• _Written request A_
What version of piuparts does the bug report list?
• _Written request B_
Report every line of the entries that contains the string "dirt".

• _Given passage_
— Begin —

[Piuparts-devel] Bug#705977: Faster reverse dependency calculation, and factor rdep chain length into package selection
Dave Steele
dsteele at gmail.com
Tue Apr 23 03:14:54 UTC 2013
Package: piuparts
Version: 0.50
Severity: wishlist
Tags: patch
thanks
This is a placekeeper for merging the faster-rdep-calc(10) and
rdep-chain-len(2) branches. The first attempts to speed master by only
calculating reverse dependency metrics on demand, by package. The
second builds on that by adding a reverse dependency chain length
metric, and uses that to weight the packages returned by reserve().
https://github.com/davesteele/piuparts/commits/faster-rdep-calc
https://github.com/davesteele/piuparts/commits/rdep-chain-len
I've chosen not to restore the dependency on the current working
directory in detect_well_known_errors. That feature is localized to
one commit.
>From 9b5eba21462bc9e1e32df39c14f6559ebf42e271 Mon Sep 17 00:00:00 2001
From: David Steele <dsteele at gmail.com>
Date: Wed, 27 Feb 2013 19:07:09 -0500
Subject: [PATCH] Rework rdep metric calculations for faster operation.
---
debian/changelog | 6 ++
master-bin/detect_well_known_errors | 24 ++---
piuparts-report.py | 34 +++----
piupartslib/packagesdb.py | 166 ++++++++++++++++++-----------------
4 files changed, 115 insertions(+), 115 deletions(-)
diff --git a/debian/changelog b/debian/changelog
index b4d1c4d..7cfff9e 100644
--- a/debian/changelog
+++ b/debian/changelog
@@ -70,6 +70,12 @@ piuparts (0.51) UNRELEASED; urgency=low
- Validate field names, and only use valid known problem conf files.
- Minor HTML syntax fix.
- Minor template integration.
+ * pupartslib/packagesdb.py
+ - Reworked rdep metrics (block_count, rrdep_count, waiting_count) to
+ calculate on-demand. Access methods are moved from Package to
+ PackagesDB.
+ - Add a metric for the worst-case reverse-dependency chain length.

— End —

• _Entries_
— Begin —

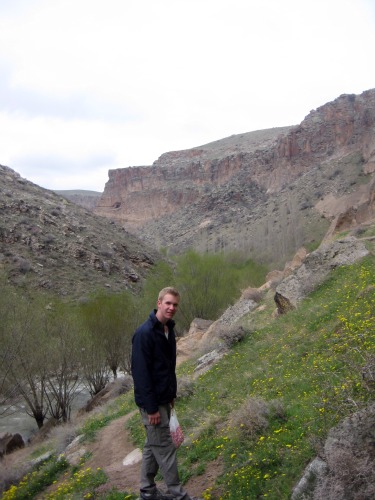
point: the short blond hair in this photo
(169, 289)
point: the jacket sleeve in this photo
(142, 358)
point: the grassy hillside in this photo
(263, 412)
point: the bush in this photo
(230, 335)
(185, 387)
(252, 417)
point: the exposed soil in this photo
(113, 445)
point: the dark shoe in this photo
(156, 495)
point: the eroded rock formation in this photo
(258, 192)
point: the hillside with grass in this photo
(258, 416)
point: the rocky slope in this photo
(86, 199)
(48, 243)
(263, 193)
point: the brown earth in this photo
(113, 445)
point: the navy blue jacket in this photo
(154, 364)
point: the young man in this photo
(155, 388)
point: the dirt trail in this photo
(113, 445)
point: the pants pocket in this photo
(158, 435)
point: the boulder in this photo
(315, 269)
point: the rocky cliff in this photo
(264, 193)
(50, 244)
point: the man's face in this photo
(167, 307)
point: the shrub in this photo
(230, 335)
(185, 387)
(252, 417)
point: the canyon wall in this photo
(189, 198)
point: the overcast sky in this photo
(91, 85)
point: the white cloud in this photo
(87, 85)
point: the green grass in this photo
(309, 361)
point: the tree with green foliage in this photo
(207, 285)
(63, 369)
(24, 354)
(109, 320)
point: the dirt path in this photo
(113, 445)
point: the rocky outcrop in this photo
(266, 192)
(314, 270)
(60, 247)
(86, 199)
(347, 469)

— End —
— Begin —

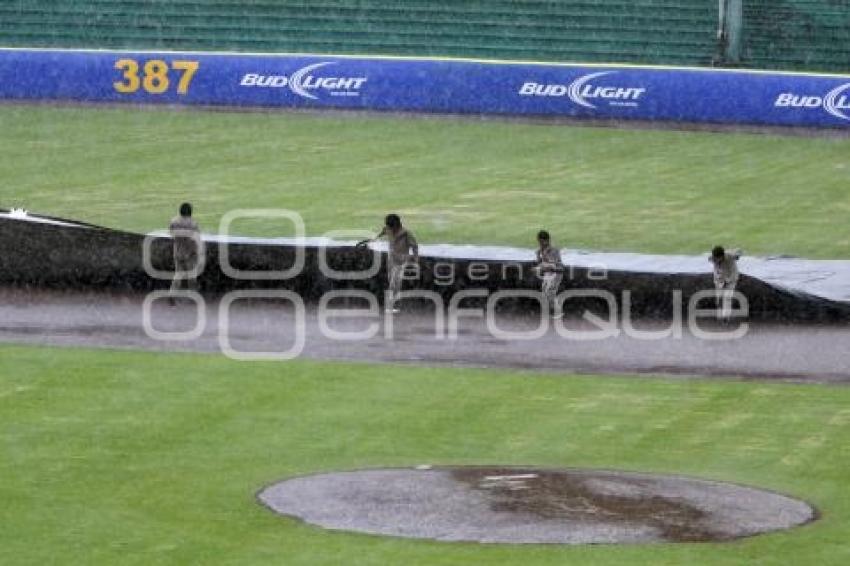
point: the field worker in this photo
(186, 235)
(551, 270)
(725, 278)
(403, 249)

— End —
— Begin —

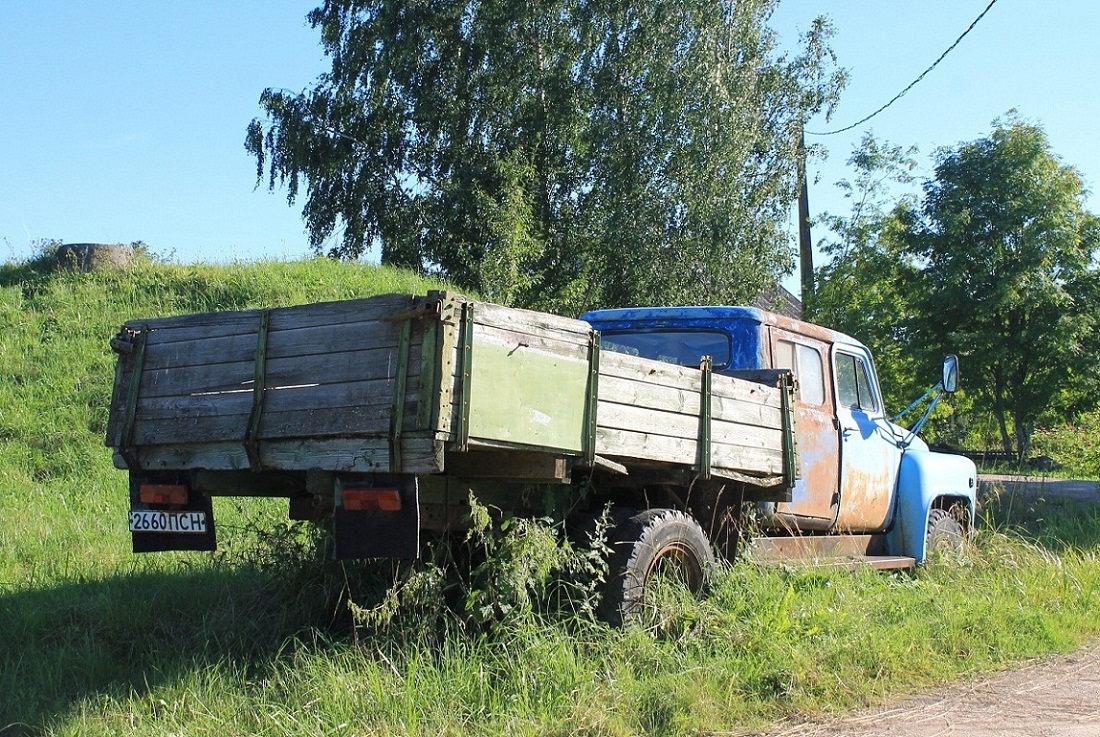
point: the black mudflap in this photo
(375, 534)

— End —

• _Solution A_
0.50

• _Solution B_
point: the dirt trail in this photo
point: the dirt path in this photo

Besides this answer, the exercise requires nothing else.